[TEXT BLOCK]:

****

We have improved our custom metrics offering with two recent Python releases. In release 1.1.1 of our Python package, we added the add_distribution_value helper, and in version 1.2.0, we added support for minutely probes, so you can measure the distribution of key data points in your Python application.

In this blog post, we'll show you how to set up custom metrics in your Python application to gain valuable insights without sifting through logs or querying databases.

What Are Custom Metrics?

You can use custom metrics to track any data point alongside your core metric data. Custom metrics give you additional context into how your application performs: for example, an active user count or the processing time of critical tasks.

AppSignal treats custom metrics like any other metric data point; you can create dashboards to visually track them. You can also set up alerts for when custom metrics meet a specific threshold (for example, if a task has been running slowly for over 15 minutes).

Magic Dashboard hover-over, with links to Time Detective

Custom Metric Types in AppSignal for Python

While our latest change allows you to measure distributions with Python, AppSignal also has Python helper functions for measuring custom metrics as gauges and counters:

Measure Function Description
Gauge set_gauge A number that represents a particular value at a specific point in time that can frequently be overwritten, such as the count of an application's active users.

****

[DATA]:

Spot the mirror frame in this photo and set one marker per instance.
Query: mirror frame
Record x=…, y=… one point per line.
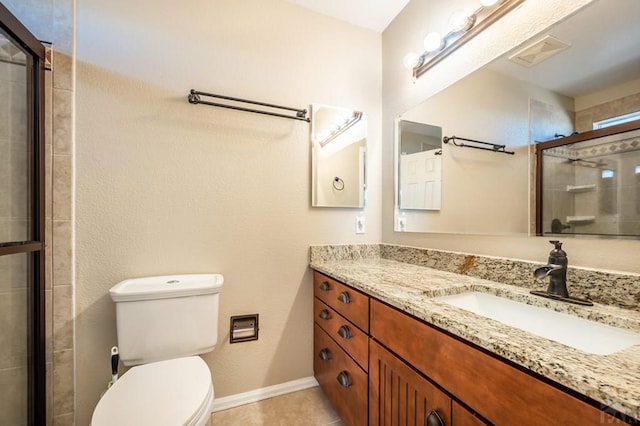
x=581, y=137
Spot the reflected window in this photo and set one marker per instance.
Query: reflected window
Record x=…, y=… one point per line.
x=608, y=174
x=616, y=120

****

[COMPLETE THE FOLLOWING]:
[1] Using the post on custom metrics in Python, decide whether each statement agrees with it: (a) Release 1.1.1 of the Python package added the add_distribution_value helper. (b) Version 1.2.0 added support for hourly probes. (c) Alerts can be set for when custom metrics meet a specific threshold. For each, answer yes or no and quote the words of the post that decide it.
[2] Write what comes next in the post on custom metrics in Python, continuing on from its final line.
The items are not needed for this work.

[RESPONSES BY TASK]:
[1]
(a) Yes: "In release 1.1.1 of our Python package, we added the add_distribution_value helper"
(b) No: "in version 1.2.0, we added support for minutely probes"
(c) Yes: "You can also set up alerts for when custom metrics meet a specific threshold"

[2]
Counter increment_counter A number you can increment by any given value, such as the count of times a process has run.
Distribution add_distribution_value A collection of numbers from which we store an average, count, or percentile. You can use this to track a spread of values in a dataset - for example, the average user cart value of an e-commerce application, or the percentage of tasks completed within a desired time.

Using Custom Metrics for Deeper Context

You can leverage custom metrics to measure virtually any data point within your application. This is especially handy if your application has high-volume mission-critical flows.

As an example, consider the process of making a purchase. An issue with a third-party payment provider might prevent users from completing their purchase but wouldn't trigger an exception within your application, as it lies outside of your stack.

However, with custom metrics, you can utilize measurable key performance points to help you proactively monitor your application for exceptions beyond the boundaries of its codebase (by monitoring your order count, for example).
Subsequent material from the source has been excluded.